# DATA SECTION

▬▬▬

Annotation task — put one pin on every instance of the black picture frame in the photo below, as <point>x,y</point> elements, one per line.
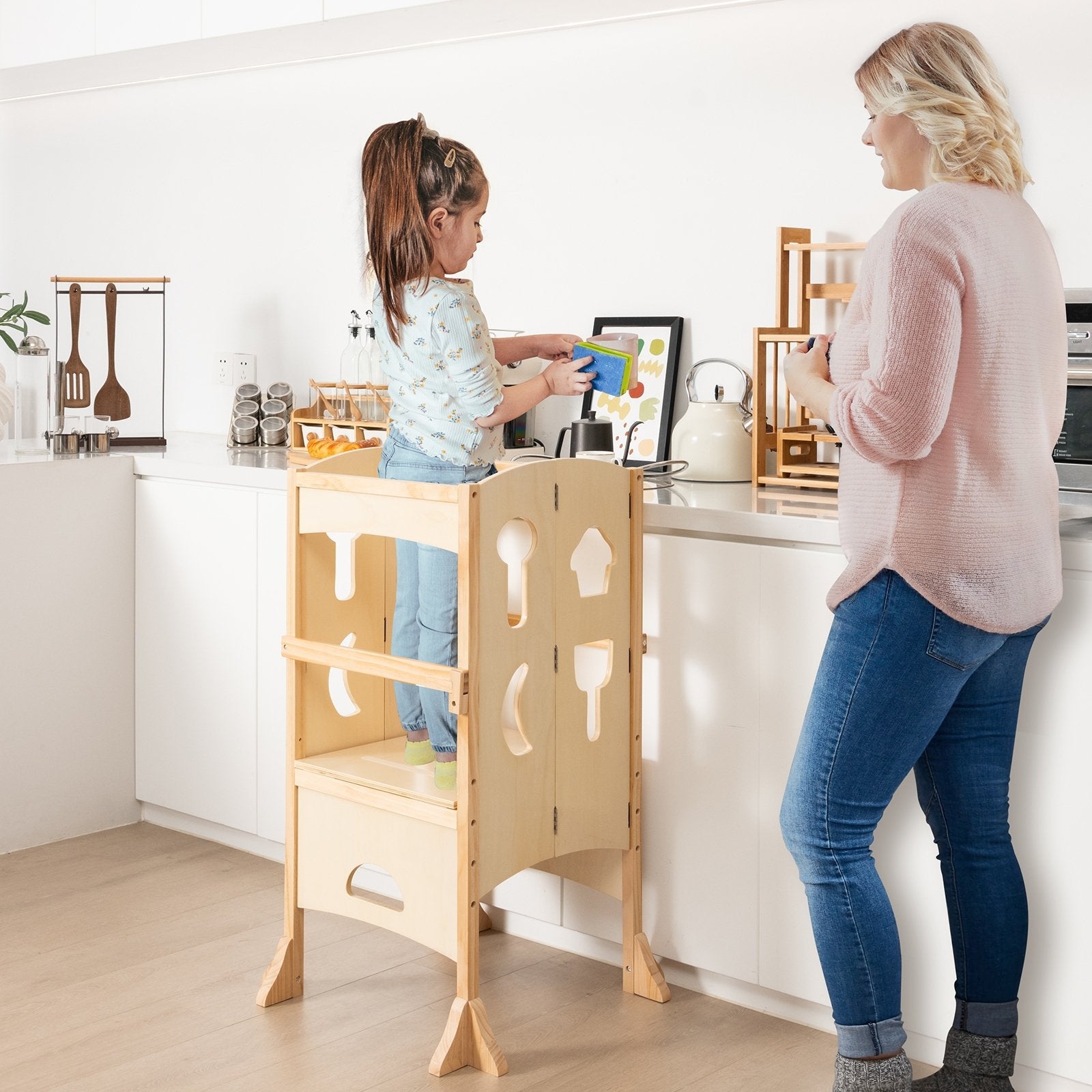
<point>655,373</point>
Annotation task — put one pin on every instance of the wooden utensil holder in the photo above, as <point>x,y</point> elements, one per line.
<point>549,775</point>
<point>803,449</point>
<point>328,414</point>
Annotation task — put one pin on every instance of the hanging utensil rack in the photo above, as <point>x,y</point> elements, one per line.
<point>152,287</point>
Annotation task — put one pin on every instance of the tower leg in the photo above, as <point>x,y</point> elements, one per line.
<point>468,1041</point>
<point>284,977</point>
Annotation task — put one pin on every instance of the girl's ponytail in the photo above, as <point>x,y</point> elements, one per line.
<point>407,171</point>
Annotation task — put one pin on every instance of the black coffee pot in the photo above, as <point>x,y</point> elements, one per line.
<point>589,434</point>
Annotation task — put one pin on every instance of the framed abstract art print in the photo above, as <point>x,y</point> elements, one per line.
<point>644,413</point>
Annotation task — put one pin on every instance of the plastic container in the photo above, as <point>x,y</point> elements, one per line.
<point>31,420</point>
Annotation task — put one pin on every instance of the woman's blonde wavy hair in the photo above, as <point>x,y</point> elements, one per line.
<point>946,83</point>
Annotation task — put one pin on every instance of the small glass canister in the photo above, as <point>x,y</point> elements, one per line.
<point>31,422</point>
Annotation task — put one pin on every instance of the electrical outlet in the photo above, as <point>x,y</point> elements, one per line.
<point>244,369</point>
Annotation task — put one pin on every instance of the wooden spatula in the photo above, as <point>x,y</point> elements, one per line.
<point>112,401</point>
<point>76,376</point>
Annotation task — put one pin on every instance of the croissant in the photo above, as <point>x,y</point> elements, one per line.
<point>324,448</point>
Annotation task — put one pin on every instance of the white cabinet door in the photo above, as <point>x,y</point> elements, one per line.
<point>196,650</point>
<point>700,751</point>
<point>1051,818</point>
<point>272,674</point>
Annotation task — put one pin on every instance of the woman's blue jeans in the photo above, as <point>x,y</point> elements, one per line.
<point>426,603</point>
<point>902,686</point>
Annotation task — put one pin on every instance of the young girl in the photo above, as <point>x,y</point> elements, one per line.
<point>425,197</point>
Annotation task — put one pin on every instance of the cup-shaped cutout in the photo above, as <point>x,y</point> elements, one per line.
<point>339,686</point>
<point>344,562</point>
<point>377,886</point>
<point>511,720</point>
<point>592,562</point>
<point>591,664</point>
<point>516,543</point>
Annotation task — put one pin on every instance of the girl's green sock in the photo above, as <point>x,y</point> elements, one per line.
<point>444,773</point>
<point>420,753</point>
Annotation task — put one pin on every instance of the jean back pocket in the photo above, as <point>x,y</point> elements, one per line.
<point>960,646</point>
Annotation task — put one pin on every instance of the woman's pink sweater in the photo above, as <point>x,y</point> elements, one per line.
<point>950,375</point>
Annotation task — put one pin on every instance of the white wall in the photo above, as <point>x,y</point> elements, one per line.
<point>637,169</point>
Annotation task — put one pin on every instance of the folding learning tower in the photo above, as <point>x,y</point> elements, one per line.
<point>549,773</point>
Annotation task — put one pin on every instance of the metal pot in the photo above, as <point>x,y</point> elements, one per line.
<point>713,437</point>
<point>589,434</point>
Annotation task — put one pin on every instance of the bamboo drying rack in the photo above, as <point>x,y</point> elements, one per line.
<point>536,786</point>
<point>793,435</point>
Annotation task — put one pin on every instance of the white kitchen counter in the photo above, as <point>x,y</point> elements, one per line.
<point>737,511</point>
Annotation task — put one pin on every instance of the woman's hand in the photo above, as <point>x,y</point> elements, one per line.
<point>553,347</point>
<point>564,376</point>
<point>807,376</point>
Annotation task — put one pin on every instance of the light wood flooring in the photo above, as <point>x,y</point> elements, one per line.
<point>130,960</point>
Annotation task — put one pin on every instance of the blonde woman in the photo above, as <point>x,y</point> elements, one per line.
<point>947,388</point>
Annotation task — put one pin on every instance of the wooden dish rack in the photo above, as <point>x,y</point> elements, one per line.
<point>549,764</point>
<point>802,448</point>
<point>328,413</point>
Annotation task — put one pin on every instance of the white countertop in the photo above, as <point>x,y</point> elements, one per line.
<point>719,511</point>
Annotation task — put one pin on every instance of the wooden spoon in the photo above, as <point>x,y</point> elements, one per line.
<point>76,376</point>
<point>112,401</point>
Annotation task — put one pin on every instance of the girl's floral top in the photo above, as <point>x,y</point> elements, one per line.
<point>444,375</point>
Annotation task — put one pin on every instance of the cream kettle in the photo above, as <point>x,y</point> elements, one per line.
<point>715,437</point>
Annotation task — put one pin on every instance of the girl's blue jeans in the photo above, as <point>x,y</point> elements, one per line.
<point>902,686</point>
<point>426,603</point>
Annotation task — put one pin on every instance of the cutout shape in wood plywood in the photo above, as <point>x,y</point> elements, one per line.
<point>344,562</point>
<point>377,886</point>
<point>339,685</point>
<point>591,664</point>
<point>511,722</point>
<point>592,562</point>
<point>516,543</point>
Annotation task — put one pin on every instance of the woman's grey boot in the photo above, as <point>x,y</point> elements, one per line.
<point>891,1075</point>
<point>973,1064</point>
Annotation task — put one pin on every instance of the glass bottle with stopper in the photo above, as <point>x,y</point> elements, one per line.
<point>352,365</point>
<point>371,373</point>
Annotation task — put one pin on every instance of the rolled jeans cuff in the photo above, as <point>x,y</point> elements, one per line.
<point>866,1041</point>
<point>986,1018</point>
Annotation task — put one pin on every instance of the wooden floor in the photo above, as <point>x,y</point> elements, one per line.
<point>130,960</point>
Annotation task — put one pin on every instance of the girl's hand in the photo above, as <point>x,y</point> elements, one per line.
<point>564,375</point>
<point>553,347</point>
<point>803,366</point>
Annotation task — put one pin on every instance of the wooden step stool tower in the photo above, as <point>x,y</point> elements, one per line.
<point>549,773</point>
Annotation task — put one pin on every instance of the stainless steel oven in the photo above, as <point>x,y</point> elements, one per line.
<point>1073,455</point>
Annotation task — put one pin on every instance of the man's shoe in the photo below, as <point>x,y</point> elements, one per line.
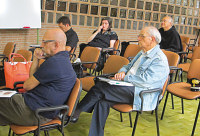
<point>75,116</point>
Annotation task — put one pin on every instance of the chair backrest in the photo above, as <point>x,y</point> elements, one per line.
<point>172,57</point>
<point>74,97</point>
<point>9,48</point>
<point>132,50</point>
<point>90,54</point>
<point>25,53</point>
<point>185,39</point>
<point>165,87</point>
<point>116,46</point>
<point>196,53</point>
<point>184,45</point>
<point>114,63</point>
<point>194,69</point>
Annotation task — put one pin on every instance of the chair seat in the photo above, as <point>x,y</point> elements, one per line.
<point>25,129</point>
<point>184,66</point>
<point>190,48</point>
<point>183,90</point>
<point>189,56</point>
<point>123,107</point>
<point>87,83</point>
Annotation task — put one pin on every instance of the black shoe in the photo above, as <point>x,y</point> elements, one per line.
<point>75,117</point>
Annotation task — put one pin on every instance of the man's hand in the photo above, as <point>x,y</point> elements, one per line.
<point>119,76</point>
<point>99,29</point>
<point>39,54</point>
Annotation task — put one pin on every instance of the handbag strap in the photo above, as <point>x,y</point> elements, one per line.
<point>15,55</point>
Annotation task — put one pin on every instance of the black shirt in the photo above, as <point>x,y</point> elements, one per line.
<point>72,38</point>
<point>57,78</point>
<point>170,40</point>
<point>102,40</point>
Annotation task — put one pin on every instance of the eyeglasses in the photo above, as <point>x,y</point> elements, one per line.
<point>46,41</point>
<point>142,36</point>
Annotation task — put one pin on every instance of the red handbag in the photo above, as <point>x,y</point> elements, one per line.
<point>16,71</point>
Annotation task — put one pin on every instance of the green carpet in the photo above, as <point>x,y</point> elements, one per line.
<point>173,124</point>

▬▬▬

# WORK ORDER
Lines in scope run from the one holding "the chair backrest" to the last line of the material above; transcribe them exactly and omit the rest.

# RESULT OF THE TASK
Annotation task — put one pin on every instance of the chair backrest in the photo above, as <point>x,y</point> elements, one per line.
<point>172,57</point>
<point>74,97</point>
<point>9,48</point>
<point>132,50</point>
<point>90,54</point>
<point>25,53</point>
<point>185,39</point>
<point>165,87</point>
<point>116,46</point>
<point>196,53</point>
<point>184,45</point>
<point>114,63</point>
<point>194,69</point>
Annotation task — put one pin on every instance of the chair seat in the photo above, as <point>x,y</point> elements, one per line.
<point>25,129</point>
<point>184,66</point>
<point>190,48</point>
<point>183,90</point>
<point>189,56</point>
<point>123,107</point>
<point>87,83</point>
Annotation task — put one pin on every instance of the black shoe in the photo above, as <point>x,y</point> elements, one per line.
<point>75,117</point>
Annotation task — put one pin on every instance of the man's hand in the photo above, as <point>x,y</point> elements, one per line.
<point>119,76</point>
<point>99,29</point>
<point>39,54</point>
Annotation task — put one pin on every instance of the handbag strap in the photo above, as <point>x,y</point> elements, one per line.
<point>15,55</point>
Annotation task — put one pin on every instance of the black shirt in the photo above, as <point>x,y</point> elements, one per line.
<point>72,38</point>
<point>57,78</point>
<point>170,40</point>
<point>102,40</point>
Annotation task — put one pin on every instance of the eyeglasses in the photo above, as <point>x,y</point> elements, one per line.
<point>46,41</point>
<point>142,36</point>
Annotation task — put one pin on every instance of the red handbag in the photo above, as <point>x,y</point> elements, one per line.
<point>16,71</point>
Annotation task — put one pin on every instance of the green carpet in the photo above, as <point>x,y</point> elements, one per line.
<point>173,124</point>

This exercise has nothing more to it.